Position annotation entries:
▼

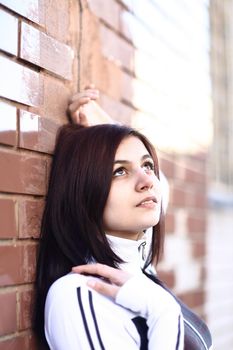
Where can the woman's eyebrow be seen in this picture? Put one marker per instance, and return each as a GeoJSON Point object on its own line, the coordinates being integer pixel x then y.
{"type": "Point", "coordinates": [146, 156]}
{"type": "Point", "coordinates": [123, 161]}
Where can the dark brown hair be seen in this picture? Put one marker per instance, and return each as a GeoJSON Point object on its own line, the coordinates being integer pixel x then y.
{"type": "Point", "coordinates": [72, 228]}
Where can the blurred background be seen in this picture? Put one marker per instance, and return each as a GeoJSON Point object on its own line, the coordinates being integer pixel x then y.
{"type": "Point", "coordinates": [162, 66]}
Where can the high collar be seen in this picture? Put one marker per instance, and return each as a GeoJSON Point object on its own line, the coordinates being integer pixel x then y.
{"type": "Point", "coordinates": [133, 253]}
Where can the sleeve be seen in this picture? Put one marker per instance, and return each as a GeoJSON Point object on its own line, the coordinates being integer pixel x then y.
{"type": "Point", "coordinates": [78, 318]}
{"type": "Point", "coordinates": [162, 312]}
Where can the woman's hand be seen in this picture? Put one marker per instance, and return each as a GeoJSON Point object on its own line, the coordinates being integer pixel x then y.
{"type": "Point", "coordinates": [115, 277]}
{"type": "Point", "coordinates": [82, 108]}
{"type": "Point", "coordinates": [79, 100]}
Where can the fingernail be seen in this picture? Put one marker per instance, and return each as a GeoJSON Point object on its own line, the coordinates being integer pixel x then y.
{"type": "Point", "coordinates": [91, 283]}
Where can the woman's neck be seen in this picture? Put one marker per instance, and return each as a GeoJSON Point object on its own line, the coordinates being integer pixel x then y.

▲

Given exercise
Print every one of the entries above again, word for word, and omit the pictures.

Task output
Where can the woman's eyebrow be seen in this picture? Put one marker per instance, and return each as a GeoJSON Point object on its own line, the coordinates being integer pixel x then y.
{"type": "Point", "coordinates": [146, 156]}
{"type": "Point", "coordinates": [123, 161]}
Where can the dark brown hair be seen in this picture? Put one marker per instance, and return each as a GeoJSON Point object on its own line, the coordinates being integer pixel x then y.
{"type": "Point", "coordinates": [72, 228]}
Where can the blurred background be seen in this picture? Put one marker per instance, and return each as a GeoJSON Point object on its own line, the coordinates being integer pixel x then y.
{"type": "Point", "coordinates": [162, 66]}
Where can the high collar be seen in this picture? Put one marker per instance, and return each as a GeoJSON Point object on its own line, the coordinates being integer pixel x then y.
{"type": "Point", "coordinates": [133, 253]}
Where can the sleeve be seen in this picture? Put one marker per instance, and return each as a GeoJSON Point object on its own line, the coordinates being integer pixel x then y.
{"type": "Point", "coordinates": [78, 318]}
{"type": "Point", "coordinates": [162, 312]}
Where can the woman's hand be seen in this picture? Put one marker per instance, and return each as a GeoJSON Point object on its own line, the coordinates being integer pixel x then y.
{"type": "Point", "coordinates": [115, 277]}
{"type": "Point", "coordinates": [82, 108]}
{"type": "Point", "coordinates": [79, 100]}
Where can the fingernail be seen in this picture? Put one marker per instance, and return each as a GeoJSON Point object on its own line, the coordinates being integer pixel x then y.
{"type": "Point", "coordinates": [91, 283]}
Where can the woman's neck be seen in this picture? Put one marker per instance, and return each as a GeoJSON Point object on its own line, the coordinates being integer pixel x then y.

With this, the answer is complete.